[Excerpted data Boundary: Start]

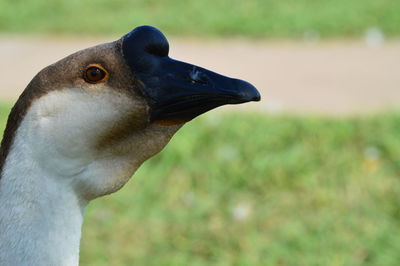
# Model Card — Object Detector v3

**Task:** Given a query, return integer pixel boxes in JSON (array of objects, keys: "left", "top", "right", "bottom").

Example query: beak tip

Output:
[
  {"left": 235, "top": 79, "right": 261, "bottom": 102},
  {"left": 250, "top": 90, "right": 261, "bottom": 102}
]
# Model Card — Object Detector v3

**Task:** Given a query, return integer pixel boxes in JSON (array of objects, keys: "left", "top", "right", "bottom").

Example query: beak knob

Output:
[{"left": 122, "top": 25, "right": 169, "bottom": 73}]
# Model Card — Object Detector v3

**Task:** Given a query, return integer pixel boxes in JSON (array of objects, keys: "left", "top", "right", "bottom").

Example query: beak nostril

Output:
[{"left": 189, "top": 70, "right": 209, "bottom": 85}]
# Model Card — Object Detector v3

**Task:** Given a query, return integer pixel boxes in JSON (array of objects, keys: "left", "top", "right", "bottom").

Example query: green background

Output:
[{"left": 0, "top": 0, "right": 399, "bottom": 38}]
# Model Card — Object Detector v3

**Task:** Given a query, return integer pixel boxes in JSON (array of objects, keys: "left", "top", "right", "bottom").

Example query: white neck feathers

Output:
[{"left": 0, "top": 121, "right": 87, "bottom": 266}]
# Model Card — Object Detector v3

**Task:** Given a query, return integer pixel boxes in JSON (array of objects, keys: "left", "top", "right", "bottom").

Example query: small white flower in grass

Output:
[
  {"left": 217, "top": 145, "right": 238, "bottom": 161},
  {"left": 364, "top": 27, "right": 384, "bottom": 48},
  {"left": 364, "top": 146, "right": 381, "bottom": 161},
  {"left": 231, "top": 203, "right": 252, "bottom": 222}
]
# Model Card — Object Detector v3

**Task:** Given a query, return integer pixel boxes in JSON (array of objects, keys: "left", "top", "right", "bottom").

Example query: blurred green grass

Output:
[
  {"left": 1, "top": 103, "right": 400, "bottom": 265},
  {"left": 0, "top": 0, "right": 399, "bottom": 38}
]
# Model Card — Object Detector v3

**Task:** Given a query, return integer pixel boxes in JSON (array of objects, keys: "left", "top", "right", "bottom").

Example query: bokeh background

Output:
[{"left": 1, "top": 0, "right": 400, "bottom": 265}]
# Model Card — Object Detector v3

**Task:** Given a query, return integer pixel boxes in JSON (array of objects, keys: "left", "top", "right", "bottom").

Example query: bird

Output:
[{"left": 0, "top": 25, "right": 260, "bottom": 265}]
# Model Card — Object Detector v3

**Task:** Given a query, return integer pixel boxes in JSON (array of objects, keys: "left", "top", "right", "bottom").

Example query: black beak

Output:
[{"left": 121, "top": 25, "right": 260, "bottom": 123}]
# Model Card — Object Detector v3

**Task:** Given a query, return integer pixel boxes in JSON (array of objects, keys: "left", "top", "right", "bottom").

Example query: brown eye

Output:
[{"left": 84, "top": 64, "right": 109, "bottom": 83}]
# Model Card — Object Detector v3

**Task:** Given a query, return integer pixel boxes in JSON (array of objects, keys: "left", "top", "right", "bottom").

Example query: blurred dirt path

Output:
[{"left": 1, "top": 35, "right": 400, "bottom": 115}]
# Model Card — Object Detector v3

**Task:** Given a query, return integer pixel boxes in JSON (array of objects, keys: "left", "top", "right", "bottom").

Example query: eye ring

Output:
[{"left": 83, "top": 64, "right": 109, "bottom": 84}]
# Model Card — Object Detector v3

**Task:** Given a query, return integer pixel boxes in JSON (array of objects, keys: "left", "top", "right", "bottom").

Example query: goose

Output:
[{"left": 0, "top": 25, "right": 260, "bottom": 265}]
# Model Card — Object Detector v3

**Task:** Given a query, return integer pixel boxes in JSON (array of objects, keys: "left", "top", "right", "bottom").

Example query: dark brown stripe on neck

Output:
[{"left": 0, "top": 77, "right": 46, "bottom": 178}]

[Excerpted data Boundary: End]
[Excerpted data Boundary: Start]

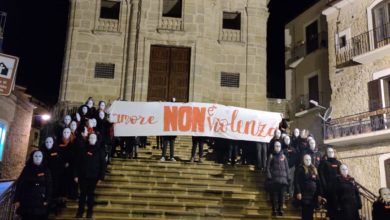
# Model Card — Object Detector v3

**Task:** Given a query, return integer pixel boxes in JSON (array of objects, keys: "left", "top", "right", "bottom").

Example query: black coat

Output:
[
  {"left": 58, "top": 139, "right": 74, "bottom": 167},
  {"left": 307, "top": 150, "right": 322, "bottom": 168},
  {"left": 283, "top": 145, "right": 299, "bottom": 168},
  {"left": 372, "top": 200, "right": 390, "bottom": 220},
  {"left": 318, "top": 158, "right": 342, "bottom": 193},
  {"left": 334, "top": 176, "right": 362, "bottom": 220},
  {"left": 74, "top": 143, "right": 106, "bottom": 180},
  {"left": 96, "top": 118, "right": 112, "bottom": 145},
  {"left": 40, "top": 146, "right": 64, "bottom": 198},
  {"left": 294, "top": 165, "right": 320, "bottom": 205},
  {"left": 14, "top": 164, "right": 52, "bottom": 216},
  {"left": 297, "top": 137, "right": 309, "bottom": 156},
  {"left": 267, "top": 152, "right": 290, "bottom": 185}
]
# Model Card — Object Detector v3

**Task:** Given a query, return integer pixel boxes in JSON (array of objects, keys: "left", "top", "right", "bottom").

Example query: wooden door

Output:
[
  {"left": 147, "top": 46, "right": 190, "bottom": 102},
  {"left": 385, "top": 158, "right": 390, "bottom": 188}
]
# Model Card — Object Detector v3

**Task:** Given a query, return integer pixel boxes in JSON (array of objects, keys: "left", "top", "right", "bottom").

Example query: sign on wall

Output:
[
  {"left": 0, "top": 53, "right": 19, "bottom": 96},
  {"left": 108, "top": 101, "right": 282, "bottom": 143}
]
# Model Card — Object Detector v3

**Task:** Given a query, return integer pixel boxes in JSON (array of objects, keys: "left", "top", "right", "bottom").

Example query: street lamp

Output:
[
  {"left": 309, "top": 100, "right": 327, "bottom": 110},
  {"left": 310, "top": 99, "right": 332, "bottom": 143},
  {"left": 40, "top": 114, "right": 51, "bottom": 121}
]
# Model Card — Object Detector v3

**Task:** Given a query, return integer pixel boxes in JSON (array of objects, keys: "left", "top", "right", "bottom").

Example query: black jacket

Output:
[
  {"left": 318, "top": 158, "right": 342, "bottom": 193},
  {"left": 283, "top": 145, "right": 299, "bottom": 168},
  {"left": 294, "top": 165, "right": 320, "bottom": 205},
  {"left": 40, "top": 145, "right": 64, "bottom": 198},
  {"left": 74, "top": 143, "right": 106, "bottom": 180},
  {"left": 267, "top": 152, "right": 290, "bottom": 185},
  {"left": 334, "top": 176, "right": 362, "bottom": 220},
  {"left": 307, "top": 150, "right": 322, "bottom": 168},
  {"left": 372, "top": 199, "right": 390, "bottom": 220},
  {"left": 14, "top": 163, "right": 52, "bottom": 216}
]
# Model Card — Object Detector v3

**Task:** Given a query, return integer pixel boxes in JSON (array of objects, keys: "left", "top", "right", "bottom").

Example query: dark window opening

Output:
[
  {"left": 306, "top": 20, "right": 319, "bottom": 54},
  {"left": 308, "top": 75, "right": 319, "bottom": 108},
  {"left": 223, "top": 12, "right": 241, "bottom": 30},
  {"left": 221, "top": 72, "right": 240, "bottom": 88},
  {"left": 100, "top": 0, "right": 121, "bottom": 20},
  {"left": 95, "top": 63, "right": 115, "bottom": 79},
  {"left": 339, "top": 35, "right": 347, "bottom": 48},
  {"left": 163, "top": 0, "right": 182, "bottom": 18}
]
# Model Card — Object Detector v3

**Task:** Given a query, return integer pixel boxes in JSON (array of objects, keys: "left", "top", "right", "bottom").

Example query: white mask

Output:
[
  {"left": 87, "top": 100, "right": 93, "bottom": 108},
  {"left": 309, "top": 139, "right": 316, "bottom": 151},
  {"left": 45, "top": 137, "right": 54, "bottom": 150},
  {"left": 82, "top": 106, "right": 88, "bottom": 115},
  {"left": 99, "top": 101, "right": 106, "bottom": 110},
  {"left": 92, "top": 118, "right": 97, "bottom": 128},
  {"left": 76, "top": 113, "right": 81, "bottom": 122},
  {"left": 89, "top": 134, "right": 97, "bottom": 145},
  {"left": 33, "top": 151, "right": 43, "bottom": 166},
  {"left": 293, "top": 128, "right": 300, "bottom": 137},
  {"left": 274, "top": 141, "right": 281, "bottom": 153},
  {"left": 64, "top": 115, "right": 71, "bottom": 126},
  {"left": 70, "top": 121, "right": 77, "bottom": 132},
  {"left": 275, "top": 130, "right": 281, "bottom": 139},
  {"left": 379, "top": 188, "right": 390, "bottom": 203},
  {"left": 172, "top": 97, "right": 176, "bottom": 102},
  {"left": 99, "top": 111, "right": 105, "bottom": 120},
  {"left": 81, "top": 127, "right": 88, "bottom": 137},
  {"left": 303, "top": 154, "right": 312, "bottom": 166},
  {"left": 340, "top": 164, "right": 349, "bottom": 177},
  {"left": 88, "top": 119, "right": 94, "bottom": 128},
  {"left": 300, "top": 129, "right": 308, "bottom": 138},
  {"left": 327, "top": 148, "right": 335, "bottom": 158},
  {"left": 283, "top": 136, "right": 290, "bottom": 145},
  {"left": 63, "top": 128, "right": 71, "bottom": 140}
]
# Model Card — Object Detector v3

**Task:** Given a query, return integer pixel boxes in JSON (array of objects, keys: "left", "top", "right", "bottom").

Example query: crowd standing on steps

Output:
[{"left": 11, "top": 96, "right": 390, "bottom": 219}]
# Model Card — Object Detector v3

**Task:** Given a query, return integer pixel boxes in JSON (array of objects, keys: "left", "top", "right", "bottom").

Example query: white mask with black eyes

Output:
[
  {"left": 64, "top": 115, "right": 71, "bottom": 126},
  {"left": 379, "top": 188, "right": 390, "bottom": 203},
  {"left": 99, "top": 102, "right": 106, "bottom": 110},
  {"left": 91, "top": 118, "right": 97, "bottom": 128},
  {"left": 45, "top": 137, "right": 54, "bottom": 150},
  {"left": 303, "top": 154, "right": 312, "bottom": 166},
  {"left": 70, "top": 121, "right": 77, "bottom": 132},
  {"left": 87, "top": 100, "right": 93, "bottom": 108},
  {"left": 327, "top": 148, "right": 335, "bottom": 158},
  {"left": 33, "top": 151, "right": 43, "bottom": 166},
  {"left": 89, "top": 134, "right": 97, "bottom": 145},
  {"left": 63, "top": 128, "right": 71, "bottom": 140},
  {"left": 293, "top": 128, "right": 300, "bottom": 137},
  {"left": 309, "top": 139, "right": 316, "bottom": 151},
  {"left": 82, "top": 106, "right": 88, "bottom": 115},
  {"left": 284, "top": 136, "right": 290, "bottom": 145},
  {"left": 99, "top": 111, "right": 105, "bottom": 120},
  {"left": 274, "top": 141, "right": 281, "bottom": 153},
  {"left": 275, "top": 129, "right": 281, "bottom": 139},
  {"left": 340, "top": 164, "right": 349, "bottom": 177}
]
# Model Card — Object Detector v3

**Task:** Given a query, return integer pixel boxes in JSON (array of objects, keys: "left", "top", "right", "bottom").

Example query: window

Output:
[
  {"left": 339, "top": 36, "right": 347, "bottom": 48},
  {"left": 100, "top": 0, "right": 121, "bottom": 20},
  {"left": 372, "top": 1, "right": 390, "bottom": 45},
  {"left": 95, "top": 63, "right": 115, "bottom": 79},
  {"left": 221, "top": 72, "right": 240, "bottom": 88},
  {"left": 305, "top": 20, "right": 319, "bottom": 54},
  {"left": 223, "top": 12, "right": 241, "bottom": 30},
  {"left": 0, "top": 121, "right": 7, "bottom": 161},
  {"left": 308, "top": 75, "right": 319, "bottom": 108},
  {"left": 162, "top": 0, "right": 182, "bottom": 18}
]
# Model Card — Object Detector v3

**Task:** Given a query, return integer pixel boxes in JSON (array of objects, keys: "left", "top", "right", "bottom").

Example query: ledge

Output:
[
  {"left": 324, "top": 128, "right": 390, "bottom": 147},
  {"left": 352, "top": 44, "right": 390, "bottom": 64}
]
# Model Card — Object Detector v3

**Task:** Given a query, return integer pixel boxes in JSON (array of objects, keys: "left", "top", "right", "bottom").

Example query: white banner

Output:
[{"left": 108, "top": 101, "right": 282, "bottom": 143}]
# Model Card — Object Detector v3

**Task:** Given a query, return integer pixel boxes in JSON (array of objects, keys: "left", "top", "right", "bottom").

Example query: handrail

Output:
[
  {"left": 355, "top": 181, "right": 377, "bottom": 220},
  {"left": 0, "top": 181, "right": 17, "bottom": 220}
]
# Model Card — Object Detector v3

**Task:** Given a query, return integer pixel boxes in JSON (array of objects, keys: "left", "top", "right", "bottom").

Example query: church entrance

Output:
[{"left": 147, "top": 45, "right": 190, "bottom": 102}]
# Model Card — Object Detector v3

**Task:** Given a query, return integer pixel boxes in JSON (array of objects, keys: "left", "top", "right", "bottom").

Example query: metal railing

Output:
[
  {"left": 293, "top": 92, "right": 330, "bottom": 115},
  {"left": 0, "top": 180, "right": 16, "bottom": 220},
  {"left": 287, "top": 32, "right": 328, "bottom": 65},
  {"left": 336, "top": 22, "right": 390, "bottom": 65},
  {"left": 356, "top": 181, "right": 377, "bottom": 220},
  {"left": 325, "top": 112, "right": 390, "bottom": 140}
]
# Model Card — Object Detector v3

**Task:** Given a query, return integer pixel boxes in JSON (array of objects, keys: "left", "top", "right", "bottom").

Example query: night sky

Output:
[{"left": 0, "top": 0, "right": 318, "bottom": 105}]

[Excerpted data Boundary: End]
[Excerpted data Boundary: Start]

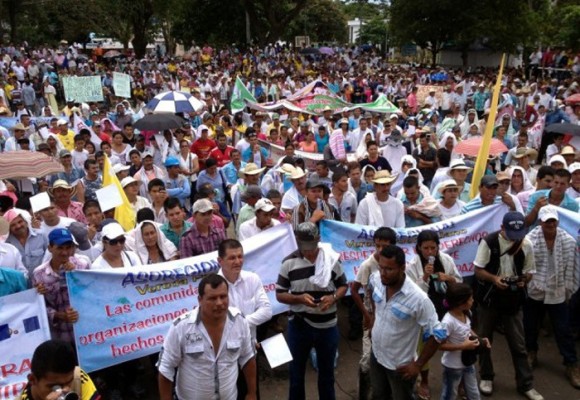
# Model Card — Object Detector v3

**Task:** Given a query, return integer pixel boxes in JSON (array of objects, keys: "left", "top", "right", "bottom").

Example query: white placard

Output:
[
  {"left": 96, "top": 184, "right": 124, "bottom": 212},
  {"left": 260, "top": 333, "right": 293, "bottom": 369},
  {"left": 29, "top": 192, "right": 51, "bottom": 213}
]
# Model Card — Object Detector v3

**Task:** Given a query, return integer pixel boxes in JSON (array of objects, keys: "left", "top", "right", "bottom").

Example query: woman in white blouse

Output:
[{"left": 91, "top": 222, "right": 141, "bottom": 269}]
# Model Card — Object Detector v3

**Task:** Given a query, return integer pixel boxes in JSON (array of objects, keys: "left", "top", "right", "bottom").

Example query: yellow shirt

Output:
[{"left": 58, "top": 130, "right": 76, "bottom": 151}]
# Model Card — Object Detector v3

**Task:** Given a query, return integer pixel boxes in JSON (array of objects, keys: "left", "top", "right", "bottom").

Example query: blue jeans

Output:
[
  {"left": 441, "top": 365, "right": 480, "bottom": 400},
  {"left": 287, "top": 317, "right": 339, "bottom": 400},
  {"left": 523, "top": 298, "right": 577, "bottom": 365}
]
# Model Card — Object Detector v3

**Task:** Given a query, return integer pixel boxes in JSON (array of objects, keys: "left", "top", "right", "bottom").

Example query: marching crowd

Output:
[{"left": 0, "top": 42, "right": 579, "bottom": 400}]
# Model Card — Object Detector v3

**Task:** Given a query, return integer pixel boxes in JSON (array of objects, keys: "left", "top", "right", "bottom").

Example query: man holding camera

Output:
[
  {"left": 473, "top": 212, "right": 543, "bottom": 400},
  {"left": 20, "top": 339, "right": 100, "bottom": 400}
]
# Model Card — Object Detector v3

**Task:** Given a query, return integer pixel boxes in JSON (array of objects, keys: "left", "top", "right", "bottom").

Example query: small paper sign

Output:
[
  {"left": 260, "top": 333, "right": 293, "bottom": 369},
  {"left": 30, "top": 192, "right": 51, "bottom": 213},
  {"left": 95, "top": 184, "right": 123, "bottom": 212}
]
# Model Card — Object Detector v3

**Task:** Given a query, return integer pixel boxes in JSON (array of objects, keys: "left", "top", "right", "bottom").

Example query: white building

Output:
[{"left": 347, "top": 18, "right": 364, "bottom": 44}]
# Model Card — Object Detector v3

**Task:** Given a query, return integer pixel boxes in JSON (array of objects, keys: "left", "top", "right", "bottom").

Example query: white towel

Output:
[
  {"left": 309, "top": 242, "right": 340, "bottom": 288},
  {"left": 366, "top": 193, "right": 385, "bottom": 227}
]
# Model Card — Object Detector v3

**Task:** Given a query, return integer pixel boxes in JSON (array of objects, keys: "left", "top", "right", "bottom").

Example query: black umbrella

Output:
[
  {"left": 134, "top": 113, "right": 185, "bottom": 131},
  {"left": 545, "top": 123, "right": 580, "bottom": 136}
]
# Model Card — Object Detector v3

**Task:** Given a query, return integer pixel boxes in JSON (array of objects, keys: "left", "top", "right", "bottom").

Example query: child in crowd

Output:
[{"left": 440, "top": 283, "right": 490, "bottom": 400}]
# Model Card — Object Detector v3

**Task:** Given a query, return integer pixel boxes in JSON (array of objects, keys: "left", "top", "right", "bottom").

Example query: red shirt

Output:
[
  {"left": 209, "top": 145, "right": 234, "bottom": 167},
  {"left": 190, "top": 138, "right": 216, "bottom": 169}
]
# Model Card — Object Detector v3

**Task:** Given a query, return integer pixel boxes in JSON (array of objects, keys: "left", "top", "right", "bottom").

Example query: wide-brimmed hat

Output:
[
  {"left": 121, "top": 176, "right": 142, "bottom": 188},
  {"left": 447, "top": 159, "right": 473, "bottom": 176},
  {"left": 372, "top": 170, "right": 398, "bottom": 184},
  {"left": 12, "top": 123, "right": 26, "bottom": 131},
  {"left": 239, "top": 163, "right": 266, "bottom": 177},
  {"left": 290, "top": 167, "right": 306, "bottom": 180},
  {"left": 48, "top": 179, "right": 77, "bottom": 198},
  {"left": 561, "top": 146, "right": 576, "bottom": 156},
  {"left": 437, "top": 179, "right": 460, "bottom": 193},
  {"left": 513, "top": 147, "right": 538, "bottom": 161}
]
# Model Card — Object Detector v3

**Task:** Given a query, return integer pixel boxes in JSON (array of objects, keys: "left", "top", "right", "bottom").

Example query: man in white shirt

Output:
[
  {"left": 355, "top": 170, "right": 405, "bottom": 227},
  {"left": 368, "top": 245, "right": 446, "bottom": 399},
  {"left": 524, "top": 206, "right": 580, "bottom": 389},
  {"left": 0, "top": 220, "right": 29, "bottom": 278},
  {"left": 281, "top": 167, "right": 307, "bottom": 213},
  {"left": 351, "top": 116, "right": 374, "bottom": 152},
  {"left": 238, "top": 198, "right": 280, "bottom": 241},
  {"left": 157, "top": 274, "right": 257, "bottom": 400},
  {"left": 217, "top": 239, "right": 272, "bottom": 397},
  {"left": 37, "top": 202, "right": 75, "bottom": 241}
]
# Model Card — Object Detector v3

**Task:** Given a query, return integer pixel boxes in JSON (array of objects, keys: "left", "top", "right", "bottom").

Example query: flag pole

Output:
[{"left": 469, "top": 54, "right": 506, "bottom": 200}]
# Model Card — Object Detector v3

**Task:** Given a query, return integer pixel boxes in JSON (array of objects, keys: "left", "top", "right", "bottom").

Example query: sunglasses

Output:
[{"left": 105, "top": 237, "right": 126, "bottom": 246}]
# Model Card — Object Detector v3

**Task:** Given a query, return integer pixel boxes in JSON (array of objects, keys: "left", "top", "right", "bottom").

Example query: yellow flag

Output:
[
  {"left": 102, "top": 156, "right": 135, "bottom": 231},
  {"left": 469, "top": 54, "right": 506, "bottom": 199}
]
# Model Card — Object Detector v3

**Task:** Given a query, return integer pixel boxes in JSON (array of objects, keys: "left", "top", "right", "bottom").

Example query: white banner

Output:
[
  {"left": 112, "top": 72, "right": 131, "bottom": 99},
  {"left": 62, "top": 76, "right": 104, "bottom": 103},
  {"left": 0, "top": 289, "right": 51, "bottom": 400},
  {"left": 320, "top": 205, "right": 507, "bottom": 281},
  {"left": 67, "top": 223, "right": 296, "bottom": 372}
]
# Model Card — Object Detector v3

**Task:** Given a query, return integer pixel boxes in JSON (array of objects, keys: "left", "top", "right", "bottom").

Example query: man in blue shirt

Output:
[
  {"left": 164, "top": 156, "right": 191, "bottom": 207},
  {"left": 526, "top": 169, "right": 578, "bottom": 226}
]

[Excerpted data Boundary: End]

Identify the lines above that contain the word "yellow", then copy them.

Example query: yellow shirt
Example query: yellow flag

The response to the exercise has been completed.